Material provided |
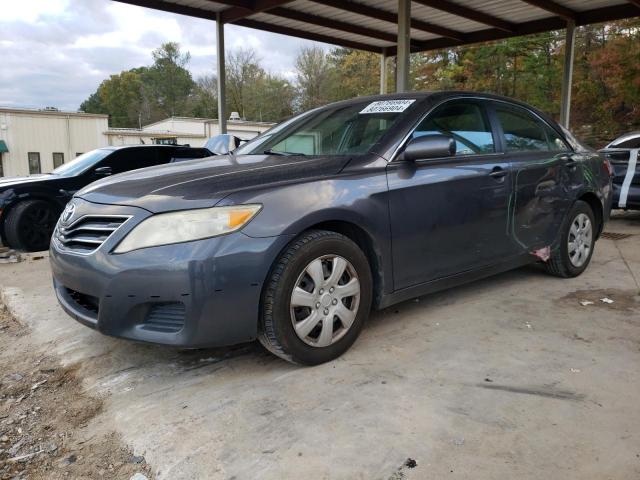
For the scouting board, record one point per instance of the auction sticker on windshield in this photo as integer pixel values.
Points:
(387, 106)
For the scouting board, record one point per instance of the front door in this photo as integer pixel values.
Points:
(449, 215)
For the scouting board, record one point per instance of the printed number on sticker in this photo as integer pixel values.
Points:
(387, 106)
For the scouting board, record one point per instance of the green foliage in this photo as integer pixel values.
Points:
(168, 82)
(606, 87)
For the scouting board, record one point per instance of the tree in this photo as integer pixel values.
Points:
(205, 97)
(168, 81)
(121, 97)
(354, 73)
(313, 74)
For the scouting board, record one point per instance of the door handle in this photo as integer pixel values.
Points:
(498, 172)
(569, 161)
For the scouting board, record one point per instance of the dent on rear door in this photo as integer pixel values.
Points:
(539, 199)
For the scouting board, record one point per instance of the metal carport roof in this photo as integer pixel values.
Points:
(398, 27)
(372, 25)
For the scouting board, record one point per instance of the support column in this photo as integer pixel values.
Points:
(567, 74)
(383, 72)
(404, 42)
(222, 115)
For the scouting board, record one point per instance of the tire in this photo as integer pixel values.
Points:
(560, 263)
(324, 341)
(29, 225)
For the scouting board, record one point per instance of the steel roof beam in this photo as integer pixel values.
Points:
(384, 15)
(294, 32)
(554, 7)
(238, 12)
(468, 13)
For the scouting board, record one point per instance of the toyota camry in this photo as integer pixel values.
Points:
(293, 238)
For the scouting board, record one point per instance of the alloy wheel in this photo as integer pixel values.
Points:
(580, 240)
(324, 301)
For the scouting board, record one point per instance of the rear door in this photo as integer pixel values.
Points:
(544, 173)
(449, 215)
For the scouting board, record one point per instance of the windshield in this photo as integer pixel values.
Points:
(341, 130)
(81, 163)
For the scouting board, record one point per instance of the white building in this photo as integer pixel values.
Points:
(37, 141)
(184, 130)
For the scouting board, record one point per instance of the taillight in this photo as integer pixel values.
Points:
(609, 167)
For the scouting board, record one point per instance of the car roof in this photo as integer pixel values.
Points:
(124, 147)
(624, 138)
(441, 94)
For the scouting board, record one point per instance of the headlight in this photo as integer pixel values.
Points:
(186, 226)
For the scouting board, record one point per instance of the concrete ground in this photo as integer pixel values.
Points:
(510, 377)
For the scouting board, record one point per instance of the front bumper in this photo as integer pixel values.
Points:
(195, 294)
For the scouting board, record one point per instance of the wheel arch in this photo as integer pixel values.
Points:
(366, 243)
(25, 197)
(596, 206)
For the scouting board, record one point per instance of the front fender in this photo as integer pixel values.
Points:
(359, 199)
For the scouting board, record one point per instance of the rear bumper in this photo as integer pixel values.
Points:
(196, 294)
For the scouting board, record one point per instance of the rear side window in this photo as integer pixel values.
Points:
(132, 159)
(34, 163)
(524, 132)
(466, 122)
(630, 143)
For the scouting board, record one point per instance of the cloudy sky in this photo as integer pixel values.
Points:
(56, 52)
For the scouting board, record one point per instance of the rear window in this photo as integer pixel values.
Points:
(630, 143)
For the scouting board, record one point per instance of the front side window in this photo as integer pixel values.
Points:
(82, 163)
(466, 122)
(351, 129)
(524, 132)
(58, 159)
(34, 163)
(556, 143)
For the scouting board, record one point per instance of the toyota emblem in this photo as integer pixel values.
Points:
(67, 214)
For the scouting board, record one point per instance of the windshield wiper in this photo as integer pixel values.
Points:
(282, 154)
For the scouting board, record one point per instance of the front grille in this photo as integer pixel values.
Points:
(165, 318)
(85, 301)
(88, 233)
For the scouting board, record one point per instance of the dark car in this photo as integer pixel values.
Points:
(30, 206)
(623, 155)
(295, 237)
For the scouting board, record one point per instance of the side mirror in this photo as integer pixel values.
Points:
(103, 171)
(430, 146)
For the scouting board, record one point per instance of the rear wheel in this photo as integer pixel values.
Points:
(29, 225)
(573, 254)
(316, 299)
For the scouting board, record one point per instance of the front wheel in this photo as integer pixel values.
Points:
(316, 299)
(29, 225)
(572, 256)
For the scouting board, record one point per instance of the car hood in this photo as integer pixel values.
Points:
(204, 182)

Task statement |
Write out, word for word, the lines from the one containing "wiper in this photo as integer pixel values." through the end of the records, with no other lines.

Reply |
For the scouting board, record one point per instance of the windshield wiper in this photo as integer pixel values.
Points:
(282, 154)
For the scouting board, record one point per instance of the front grille in this photo as integer pixel values.
Points:
(165, 318)
(85, 301)
(88, 233)
For the scouting board, record one point per instance of the dark car in this photo as integer pixel values.
Points:
(30, 206)
(623, 155)
(295, 237)
For the scouting board, record one point per instance of the side mirror in this photo as integer pixel values.
Points:
(103, 171)
(430, 146)
For the scouting board, record one point per instance of the rear wheel in this photo as integer pixel values.
Points:
(29, 225)
(573, 254)
(316, 299)
For the scouting board, record one point per instance of the front wheel in this photo as integer pixel values.
Points:
(316, 299)
(29, 225)
(572, 256)
For the scouting board, record one point per instance of the car hood in this photo as integer pixel values.
Points:
(204, 182)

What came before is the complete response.